- Required action
Emit the line that holds "The task requires interacting with the auction" and all lines following it through the end of the data, verbatim, and nothing else.
--- START ---
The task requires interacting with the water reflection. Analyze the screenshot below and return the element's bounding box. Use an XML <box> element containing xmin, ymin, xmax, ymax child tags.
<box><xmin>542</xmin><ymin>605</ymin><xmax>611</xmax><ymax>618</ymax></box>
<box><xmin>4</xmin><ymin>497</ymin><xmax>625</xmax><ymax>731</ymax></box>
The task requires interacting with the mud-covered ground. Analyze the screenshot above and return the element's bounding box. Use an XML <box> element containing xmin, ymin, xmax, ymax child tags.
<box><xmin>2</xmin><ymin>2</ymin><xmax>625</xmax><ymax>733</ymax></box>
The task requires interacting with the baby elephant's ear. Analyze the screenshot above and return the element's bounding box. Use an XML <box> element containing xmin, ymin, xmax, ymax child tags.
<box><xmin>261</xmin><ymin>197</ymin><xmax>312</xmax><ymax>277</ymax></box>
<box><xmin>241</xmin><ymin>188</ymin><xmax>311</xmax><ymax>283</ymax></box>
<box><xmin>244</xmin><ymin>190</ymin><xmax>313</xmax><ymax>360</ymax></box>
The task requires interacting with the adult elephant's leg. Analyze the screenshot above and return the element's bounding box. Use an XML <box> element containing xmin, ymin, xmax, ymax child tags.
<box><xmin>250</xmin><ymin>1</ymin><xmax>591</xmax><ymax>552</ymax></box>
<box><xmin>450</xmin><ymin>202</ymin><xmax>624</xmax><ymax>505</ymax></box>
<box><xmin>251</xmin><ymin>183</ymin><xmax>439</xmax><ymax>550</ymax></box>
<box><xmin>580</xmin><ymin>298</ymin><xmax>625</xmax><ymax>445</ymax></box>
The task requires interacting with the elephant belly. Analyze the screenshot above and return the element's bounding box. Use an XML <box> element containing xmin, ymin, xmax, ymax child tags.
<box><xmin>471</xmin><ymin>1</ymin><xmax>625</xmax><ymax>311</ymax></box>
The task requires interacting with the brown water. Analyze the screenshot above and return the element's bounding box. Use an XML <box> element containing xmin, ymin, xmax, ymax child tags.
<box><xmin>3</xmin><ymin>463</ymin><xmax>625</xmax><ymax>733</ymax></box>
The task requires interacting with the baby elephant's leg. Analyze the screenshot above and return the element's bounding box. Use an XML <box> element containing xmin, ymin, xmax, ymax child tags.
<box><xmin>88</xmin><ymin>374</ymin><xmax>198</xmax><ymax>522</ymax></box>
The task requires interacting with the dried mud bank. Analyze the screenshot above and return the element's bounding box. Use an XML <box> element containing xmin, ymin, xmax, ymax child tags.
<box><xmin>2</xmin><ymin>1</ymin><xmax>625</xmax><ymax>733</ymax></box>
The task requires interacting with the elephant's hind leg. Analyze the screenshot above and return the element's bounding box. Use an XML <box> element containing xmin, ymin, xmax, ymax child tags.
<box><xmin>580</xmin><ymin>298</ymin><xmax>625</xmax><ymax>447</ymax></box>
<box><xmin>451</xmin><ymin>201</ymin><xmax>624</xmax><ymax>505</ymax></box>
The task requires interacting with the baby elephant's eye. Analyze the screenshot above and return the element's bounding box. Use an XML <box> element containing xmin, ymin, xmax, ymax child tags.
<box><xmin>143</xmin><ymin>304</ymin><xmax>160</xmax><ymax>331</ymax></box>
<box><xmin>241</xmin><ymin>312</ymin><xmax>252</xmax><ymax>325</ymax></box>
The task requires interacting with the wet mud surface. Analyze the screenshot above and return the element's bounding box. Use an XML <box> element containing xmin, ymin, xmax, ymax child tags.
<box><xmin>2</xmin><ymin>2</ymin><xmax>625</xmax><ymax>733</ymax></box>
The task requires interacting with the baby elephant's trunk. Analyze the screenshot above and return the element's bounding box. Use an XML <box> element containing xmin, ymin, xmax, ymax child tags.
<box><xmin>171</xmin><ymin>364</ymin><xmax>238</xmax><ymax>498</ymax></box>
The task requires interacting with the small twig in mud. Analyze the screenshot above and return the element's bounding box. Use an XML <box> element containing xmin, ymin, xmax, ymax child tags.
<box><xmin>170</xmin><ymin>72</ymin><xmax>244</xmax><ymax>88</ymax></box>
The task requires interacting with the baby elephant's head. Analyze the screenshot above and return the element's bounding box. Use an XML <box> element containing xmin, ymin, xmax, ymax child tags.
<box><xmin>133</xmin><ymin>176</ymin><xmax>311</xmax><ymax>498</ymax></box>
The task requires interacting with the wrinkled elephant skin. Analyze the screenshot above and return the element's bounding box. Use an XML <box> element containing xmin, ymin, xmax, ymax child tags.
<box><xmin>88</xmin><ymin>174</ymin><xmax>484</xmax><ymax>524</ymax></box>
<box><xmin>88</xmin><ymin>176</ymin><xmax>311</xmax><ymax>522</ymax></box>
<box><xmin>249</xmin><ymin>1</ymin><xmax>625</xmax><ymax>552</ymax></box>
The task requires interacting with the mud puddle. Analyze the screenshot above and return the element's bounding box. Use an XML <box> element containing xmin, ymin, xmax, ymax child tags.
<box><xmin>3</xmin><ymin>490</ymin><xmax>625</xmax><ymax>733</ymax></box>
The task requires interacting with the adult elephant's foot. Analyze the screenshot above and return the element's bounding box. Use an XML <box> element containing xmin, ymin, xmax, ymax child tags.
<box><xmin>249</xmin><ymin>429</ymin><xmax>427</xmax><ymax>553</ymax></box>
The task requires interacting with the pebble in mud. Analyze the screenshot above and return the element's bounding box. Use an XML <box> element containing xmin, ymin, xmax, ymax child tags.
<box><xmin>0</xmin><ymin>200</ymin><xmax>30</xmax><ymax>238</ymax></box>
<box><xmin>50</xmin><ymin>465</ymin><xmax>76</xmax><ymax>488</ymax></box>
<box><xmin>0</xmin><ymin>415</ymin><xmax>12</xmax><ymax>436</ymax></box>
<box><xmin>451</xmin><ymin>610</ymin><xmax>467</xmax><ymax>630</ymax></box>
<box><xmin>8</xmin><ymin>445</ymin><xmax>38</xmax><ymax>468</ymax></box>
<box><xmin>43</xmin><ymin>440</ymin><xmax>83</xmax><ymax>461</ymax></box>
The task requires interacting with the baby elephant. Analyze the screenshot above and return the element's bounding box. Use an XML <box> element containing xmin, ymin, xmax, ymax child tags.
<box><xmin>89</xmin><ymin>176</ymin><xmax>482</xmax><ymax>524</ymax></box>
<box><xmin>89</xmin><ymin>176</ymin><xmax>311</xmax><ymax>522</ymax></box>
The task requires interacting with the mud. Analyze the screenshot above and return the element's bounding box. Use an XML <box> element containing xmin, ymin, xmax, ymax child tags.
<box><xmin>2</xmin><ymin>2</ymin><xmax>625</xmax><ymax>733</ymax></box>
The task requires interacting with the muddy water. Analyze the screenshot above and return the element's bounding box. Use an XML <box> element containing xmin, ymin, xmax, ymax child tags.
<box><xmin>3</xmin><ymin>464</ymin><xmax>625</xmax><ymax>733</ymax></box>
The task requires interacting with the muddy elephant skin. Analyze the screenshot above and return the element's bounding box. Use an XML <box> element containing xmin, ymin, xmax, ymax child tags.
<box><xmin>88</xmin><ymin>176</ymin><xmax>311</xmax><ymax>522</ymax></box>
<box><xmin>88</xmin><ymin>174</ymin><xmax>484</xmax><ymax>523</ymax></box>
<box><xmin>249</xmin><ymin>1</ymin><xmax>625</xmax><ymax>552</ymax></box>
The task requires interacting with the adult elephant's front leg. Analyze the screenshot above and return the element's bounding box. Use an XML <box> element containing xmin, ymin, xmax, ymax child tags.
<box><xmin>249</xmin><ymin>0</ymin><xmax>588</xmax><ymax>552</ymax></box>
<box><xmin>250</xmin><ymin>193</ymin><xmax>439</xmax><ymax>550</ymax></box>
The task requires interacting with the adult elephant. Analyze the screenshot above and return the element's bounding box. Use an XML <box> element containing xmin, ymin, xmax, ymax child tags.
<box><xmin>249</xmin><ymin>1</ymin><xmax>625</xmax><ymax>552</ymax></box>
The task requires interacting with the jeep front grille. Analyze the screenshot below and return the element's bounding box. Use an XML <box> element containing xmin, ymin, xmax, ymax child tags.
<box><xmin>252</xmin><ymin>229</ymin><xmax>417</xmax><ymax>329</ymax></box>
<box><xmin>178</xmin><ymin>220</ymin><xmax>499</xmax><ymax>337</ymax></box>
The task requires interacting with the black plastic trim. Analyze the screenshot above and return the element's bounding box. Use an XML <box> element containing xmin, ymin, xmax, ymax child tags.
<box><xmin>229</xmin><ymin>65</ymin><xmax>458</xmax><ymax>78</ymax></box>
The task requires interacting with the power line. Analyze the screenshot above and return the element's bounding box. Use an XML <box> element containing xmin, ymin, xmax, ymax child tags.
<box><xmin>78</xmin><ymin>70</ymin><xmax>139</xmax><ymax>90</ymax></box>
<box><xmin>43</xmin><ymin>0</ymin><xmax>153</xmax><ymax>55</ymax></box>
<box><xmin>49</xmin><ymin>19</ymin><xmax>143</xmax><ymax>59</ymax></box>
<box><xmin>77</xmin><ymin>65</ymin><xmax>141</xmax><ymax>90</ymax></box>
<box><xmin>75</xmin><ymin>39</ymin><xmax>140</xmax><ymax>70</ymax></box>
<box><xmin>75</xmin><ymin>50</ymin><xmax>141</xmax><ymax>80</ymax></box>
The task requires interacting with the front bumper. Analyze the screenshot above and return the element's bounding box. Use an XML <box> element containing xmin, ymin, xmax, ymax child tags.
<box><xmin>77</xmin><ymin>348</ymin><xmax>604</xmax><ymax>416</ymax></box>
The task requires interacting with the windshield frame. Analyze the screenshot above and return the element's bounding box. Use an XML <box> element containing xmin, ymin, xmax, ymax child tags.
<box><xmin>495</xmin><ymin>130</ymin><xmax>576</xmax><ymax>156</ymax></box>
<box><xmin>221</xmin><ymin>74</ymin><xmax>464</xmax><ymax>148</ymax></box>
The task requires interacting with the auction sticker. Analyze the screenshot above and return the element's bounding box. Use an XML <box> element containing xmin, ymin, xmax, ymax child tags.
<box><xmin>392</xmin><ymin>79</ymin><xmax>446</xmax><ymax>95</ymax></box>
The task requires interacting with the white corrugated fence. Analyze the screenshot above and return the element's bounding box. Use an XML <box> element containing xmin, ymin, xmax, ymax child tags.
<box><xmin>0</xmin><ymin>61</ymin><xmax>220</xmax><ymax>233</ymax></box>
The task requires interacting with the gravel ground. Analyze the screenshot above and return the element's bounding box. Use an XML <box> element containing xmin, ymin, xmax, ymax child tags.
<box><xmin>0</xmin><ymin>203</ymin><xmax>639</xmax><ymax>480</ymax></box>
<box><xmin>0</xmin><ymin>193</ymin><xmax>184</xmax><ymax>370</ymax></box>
--- END ---
- Your response
The task requires interacting with the auction sticker. Analyze the screenshot above and return the element's bounding box. Use an XML <box> element containing xmin, ymin, xmax, ymax child tags.
<box><xmin>392</xmin><ymin>79</ymin><xmax>446</xmax><ymax>95</ymax></box>
The task requires interacting with the white corrugated fence. Analyze the screenshot above and return the element's bounding box. Use an XML <box> element containing xmin, ymin, xmax, ymax child tags.
<box><xmin>0</xmin><ymin>61</ymin><xmax>220</xmax><ymax>233</ymax></box>
The task requires interacting with the gravel ground. Analyze the screenshot above and return the element's bounding box. Use an XML <box> element containing xmin, ymin, xmax, ymax child tags.
<box><xmin>0</xmin><ymin>203</ymin><xmax>639</xmax><ymax>480</ymax></box>
<box><xmin>0</xmin><ymin>193</ymin><xmax>184</xmax><ymax>370</ymax></box>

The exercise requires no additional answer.